* begin Data shown *

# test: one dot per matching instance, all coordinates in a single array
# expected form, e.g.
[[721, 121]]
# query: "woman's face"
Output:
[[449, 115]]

* end Data shown *
* begin Data shown *

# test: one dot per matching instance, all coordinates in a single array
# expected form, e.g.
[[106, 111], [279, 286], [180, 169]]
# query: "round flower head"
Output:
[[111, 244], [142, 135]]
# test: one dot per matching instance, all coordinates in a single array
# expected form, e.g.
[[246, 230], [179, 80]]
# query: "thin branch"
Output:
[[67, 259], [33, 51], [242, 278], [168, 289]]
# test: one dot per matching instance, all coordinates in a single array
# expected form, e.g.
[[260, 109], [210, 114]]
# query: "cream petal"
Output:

* end Data shown *
* begin Data shown *

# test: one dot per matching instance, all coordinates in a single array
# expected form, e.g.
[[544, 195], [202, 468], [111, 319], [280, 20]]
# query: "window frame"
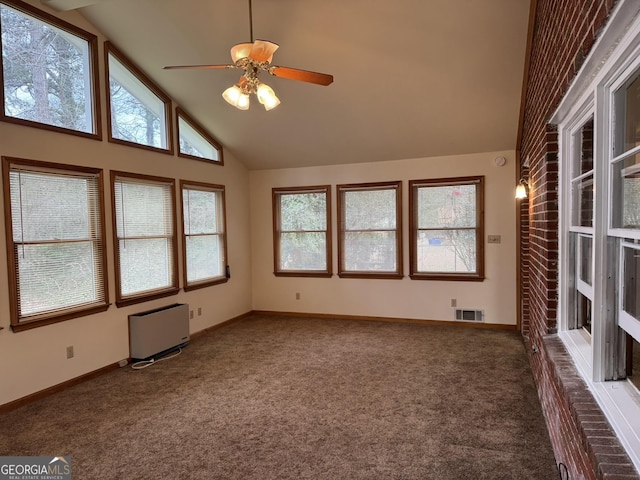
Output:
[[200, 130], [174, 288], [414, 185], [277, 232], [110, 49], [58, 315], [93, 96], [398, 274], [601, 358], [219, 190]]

* end Data shown *

Return each line of the data above that contains the string "query".

→ **Solution**:
# query: "woman's face"
# query: "round flower head"
# query: "thin branch"
# query: "cream petal"
# query: "window frame"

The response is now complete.